TO DO »
Select every line of the data below that contains the string "target" and copy each such line.

+++ RECORDED DATA +++

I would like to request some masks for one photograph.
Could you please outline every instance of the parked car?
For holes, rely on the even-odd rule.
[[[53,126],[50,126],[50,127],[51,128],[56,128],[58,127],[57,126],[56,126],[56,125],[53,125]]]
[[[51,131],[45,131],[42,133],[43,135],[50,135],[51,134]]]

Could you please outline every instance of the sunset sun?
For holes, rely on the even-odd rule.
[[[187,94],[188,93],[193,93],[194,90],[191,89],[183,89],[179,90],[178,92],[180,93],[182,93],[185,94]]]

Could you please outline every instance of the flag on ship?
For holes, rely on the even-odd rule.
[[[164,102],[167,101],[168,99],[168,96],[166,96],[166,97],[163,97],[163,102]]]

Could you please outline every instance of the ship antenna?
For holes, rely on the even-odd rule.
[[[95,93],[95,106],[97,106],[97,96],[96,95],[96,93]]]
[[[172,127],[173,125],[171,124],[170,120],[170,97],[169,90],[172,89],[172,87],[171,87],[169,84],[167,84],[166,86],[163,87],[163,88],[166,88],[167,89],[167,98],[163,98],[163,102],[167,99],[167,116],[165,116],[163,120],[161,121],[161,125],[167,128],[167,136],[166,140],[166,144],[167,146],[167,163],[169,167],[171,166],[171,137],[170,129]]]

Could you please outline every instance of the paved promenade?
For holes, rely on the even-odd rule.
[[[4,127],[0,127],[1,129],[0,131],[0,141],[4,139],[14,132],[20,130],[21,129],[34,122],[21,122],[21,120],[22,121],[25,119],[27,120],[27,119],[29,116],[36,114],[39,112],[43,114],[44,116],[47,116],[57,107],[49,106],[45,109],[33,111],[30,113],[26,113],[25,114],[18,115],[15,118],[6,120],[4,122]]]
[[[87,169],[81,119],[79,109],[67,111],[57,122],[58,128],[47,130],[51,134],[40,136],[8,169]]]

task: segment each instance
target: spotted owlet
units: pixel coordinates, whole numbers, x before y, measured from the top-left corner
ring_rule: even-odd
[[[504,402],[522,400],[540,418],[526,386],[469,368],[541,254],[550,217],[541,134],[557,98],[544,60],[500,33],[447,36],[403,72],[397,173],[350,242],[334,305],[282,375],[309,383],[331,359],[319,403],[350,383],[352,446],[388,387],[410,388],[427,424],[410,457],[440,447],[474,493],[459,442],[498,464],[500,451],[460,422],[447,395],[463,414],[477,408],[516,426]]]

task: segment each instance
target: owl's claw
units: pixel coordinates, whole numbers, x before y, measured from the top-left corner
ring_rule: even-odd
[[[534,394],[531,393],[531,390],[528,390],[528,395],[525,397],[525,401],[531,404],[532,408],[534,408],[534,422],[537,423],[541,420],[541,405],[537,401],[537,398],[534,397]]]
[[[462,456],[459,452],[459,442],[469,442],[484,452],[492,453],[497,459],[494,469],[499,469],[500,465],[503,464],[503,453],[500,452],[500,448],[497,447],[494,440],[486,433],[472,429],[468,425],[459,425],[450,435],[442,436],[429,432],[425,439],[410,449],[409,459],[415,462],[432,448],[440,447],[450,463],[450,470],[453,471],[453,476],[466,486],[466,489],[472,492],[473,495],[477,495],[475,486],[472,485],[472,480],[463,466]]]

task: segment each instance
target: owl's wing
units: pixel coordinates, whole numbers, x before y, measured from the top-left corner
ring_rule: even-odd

+++

SOLVED PROBLEM »
target: spotted owlet
target: owl's claw
target: owl's wing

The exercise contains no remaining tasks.